Segment Start: ENTRIES SHOWN
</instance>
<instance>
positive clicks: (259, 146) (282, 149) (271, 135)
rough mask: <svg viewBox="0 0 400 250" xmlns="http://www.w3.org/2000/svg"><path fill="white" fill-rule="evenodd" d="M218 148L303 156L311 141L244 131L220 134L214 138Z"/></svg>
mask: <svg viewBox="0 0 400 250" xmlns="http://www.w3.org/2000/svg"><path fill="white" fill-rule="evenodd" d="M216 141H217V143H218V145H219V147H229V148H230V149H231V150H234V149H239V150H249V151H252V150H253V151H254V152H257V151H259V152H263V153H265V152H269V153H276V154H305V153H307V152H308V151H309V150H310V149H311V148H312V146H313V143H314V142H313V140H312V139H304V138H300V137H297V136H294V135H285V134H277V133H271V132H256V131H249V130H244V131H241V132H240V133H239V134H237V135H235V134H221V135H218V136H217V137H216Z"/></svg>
Segment End: ENTRIES SHOWN
INSTRUCTIONS TO FOLLOW:
Exact repetition of every entry in the data is required.

WRITTEN ANSWER:
</instance>
<instance>
positive clicks: (259, 146) (282, 149) (271, 135)
rough mask: <svg viewBox="0 0 400 250" xmlns="http://www.w3.org/2000/svg"><path fill="white" fill-rule="evenodd" d="M218 148L303 156L311 141L244 131L220 134L214 138Z"/></svg>
mask: <svg viewBox="0 0 400 250" xmlns="http://www.w3.org/2000/svg"><path fill="white" fill-rule="evenodd" d="M216 141H217V143H218V145H219V147H229V148H230V149H231V150H234V149H239V150H249V151H252V150H253V151H254V152H257V151H259V152H263V153H265V152H269V153H276V154H305V153H307V152H308V151H309V150H310V149H311V148H312V146H313V143H314V142H313V140H312V139H304V138H300V137H297V136H294V135H285V134H277V133H271V132H256V131H249V130H244V131H241V132H240V133H239V134H237V135H235V134H221V135H218V136H217V137H216Z"/></svg>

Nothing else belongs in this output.